▸ Given problem: Reproduce every record below unchanged, except replace each occurrence of "Reply as JSON" with "Respond in JSON".

►

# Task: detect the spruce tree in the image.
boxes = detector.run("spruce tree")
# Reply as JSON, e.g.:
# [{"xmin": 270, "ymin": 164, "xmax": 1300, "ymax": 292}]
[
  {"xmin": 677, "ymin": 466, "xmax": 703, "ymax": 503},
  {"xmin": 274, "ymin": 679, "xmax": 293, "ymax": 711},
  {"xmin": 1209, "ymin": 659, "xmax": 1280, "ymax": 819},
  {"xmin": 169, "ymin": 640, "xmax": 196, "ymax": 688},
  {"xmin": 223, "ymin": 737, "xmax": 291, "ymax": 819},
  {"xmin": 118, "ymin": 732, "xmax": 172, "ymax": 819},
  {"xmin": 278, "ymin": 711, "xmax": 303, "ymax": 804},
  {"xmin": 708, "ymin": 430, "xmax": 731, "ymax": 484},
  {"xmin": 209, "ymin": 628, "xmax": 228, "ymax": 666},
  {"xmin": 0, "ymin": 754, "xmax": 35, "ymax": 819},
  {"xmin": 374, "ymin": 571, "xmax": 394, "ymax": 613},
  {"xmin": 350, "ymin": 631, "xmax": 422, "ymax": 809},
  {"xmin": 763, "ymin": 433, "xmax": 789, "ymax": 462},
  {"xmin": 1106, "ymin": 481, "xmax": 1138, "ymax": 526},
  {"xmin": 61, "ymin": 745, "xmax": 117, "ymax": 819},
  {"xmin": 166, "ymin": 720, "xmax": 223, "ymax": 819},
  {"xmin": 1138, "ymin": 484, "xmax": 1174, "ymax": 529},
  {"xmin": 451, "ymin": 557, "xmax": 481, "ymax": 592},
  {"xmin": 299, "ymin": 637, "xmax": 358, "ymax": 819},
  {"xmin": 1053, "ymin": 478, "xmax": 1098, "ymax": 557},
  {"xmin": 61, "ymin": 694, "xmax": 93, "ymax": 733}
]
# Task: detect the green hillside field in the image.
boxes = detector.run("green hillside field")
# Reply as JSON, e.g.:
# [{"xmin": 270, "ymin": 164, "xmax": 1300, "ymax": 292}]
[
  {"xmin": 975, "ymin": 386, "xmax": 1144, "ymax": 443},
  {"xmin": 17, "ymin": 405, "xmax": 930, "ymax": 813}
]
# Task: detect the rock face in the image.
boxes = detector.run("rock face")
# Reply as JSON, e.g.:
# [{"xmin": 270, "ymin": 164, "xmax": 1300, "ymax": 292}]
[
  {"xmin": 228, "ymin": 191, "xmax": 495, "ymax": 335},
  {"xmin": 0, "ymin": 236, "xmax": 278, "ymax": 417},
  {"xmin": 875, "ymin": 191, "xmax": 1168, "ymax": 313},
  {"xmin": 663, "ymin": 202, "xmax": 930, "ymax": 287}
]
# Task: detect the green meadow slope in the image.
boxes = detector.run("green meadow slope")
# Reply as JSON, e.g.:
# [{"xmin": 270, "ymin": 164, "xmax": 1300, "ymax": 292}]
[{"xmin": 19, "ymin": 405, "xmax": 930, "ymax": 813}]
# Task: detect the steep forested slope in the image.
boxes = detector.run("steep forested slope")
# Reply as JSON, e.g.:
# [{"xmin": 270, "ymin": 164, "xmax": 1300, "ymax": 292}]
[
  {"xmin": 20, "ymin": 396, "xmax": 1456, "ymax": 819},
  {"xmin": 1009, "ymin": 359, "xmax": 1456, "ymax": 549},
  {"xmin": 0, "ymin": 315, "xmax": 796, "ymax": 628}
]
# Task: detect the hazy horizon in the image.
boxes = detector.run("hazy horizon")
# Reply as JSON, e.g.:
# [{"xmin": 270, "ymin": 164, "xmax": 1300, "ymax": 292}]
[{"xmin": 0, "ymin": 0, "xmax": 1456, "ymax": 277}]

◄

▸ Expected output:
# Task: detect the spruce tree in the image.
boxes = detector.run("spruce tree")
# Respond in JSON, e.g.:
# [{"xmin": 270, "ymin": 164, "xmax": 1300, "ymax": 292}]
[
  {"xmin": 677, "ymin": 466, "xmax": 703, "ymax": 503},
  {"xmin": 274, "ymin": 679, "xmax": 293, "ymax": 711},
  {"xmin": 1209, "ymin": 659, "xmax": 1280, "ymax": 819},
  {"xmin": 169, "ymin": 640, "xmax": 196, "ymax": 688},
  {"xmin": 223, "ymin": 737, "xmax": 291, "ymax": 819},
  {"xmin": 118, "ymin": 732, "xmax": 172, "ymax": 819},
  {"xmin": 278, "ymin": 711, "xmax": 303, "ymax": 804},
  {"xmin": 708, "ymin": 430, "xmax": 731, "ymax": 484},
  {"xmin": 209, "ymin": 628, "xmax": 228, "ymax": 666},
  {"xmin": 0, "ymin": 754, "xmax": 35, "ymax": 819},
  {"xmin": 374, "ymin": 571, "xmax": 394, "ymax": 613},
  {"xmin": 350, "ymin": 631, "xmax": 422, "ymax": 809},
  {"xmin": 763, "ymin": 433, "xmax": 789, "ymax": 462},
  {"xmin": 1106, "ymin": 481, "xmax": 1138, "ymax": 526},
  {"xmin": 61, "ymin": 745, "xmax": 117, "ymax": 819},
  {"xmin": 166, "ymin": 720, "xmax": 223, "ymax": 819},
  {"xmin": 1138, "ymin": 484, "xmax": 1174, "ymax": 529},
  {"xmin": 451, "ymin": 557, "xmax": 481, "ymax": 592},
  {"xmin": 299, "ymin": 637, "xmax": 358, "ymax": 819},
  {"xmin": 1053, "ymin": 478, "xmax": 1098, "ymax": 557},
  {"xmin": 61, "ymin": 694, "xmax": 93, "ymax": 733}
]
# Task: detect the green hillside field in the image.
boxes = detector.run("green hillside field")
# Respond in JSON, e.g.:
# [{"xmin": 270, "ymin": 164, "xmax": 1300, "ymax": 292}]
[
  {"xmin": 975, "ymin": 386, "xmax": 1144, "ymax": 443},
  {"xmin": 17, "ymin": 405, "xmax": 930, "ymax": 813}
]
# Task: detect the rock face in the image.
boxes = detector.run("rock face")
# Respond in JSON, e.g.:
# [{"xmin": 270, "ymin": 164, "xmax": 1300, "ymax": 292}]
[
  {"xmin": 228, "ymin": 191, "xmax": 495, "ymax": 335},
  {"xmin": 0, "ymin": 236, "xmax": 278, "ymax": 417},
  {"xmin": 875, "ymin": 191, "xmax": 1168, "ymax": 313},
  {"xmin": 663, "ymin": 202, "xmax": 930, "ymax": 287}
]
# Task: detect the green meadow slope in the image.
boxes = detector.run("green meadow slope")
# Respond in JSON, e.g.:
# [{"xmin": 270, "ymin": 164, "xmax": 1300, "ymax": 292}]
[{"xmin": 19, "ymin": 405, "xmax": 930, "ymax": 813}]
# Task: detect the steep forested slope in the image.
boxes = detector.run("steep forested slope")
# Respond in JSON, e.g.:
# [{"xmin": 270, "ymin": 164, "xmax": 1300, "ymax": 292}]
[
  {"xmin": 20, "ymin": 396, "xmax": 1456, "ymax": 819},
  {"xmin": 1009, "ymin": 359, "xmax": 1456, "ymax": 549},
  {"xmin": 0, "ymin": 315, "xmax": 796, "ymax": 628}
]
# Task: detect the hazy horizon in the image.
boxes = detector.run("hazy horizon")
# Respond in JSON, e.g.:
# [{"xmin": 270, "ymin": 164, "xmax": 1300, "ymax": 292}]
[{"xmin": 0, "ymin": 0, "xmax": 1456, "ymax": 277}]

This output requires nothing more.